Work instructions: Rewrite the entries below with every "forested mountain ridge" changed to "wooded mountain ridge" and everything else left as it is. Leave the pictures out of your answer.

Excerpts of pointing data
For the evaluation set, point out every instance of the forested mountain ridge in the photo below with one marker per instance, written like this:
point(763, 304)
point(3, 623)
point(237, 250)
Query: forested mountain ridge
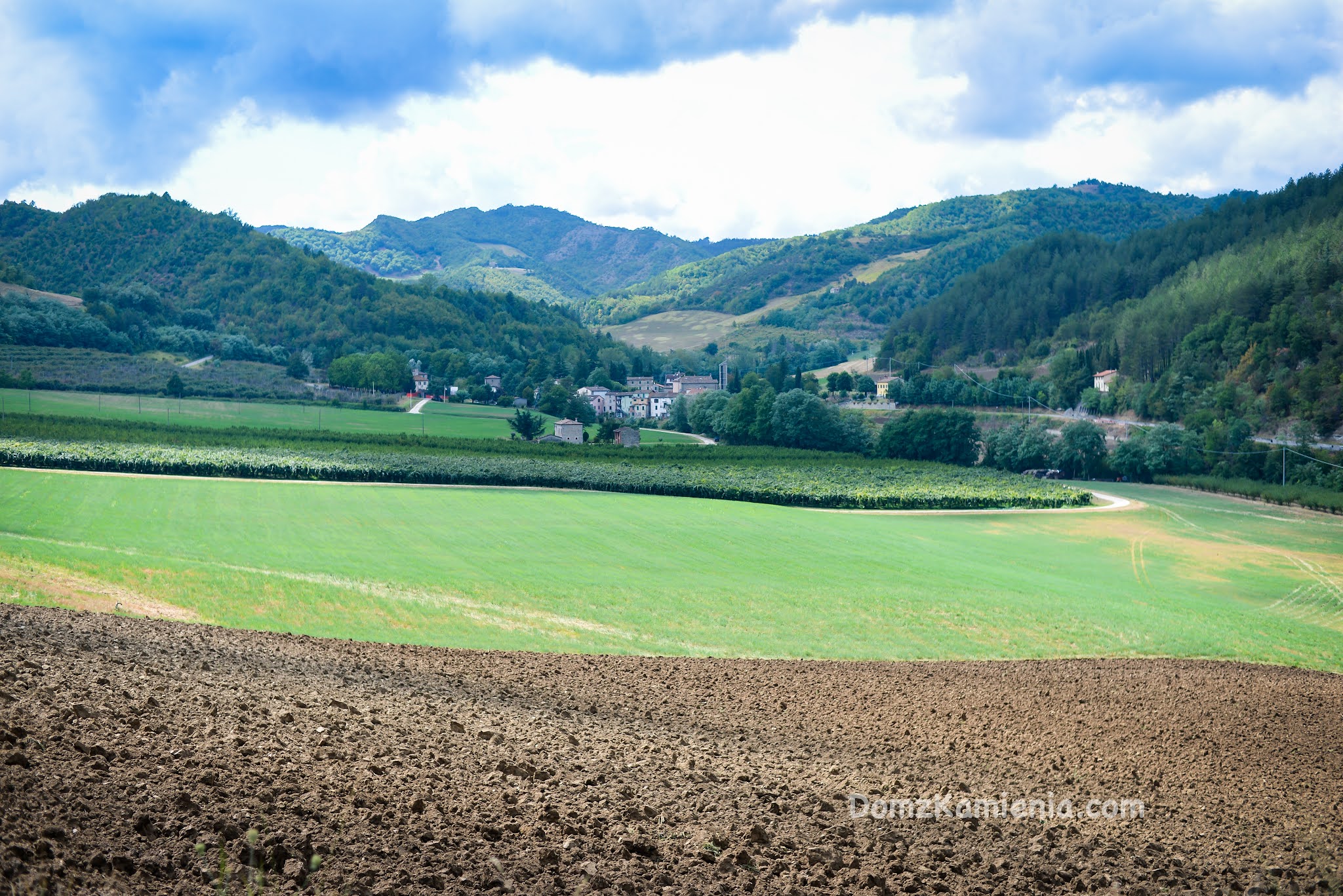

In response:
For the evaluation set, point out every instance of the wooded mountain ridge in the photo below with one marker per instance, written like this:
point(763, 304)
point(3, 623)
point(237, 250)
Query: wooded mountain ridge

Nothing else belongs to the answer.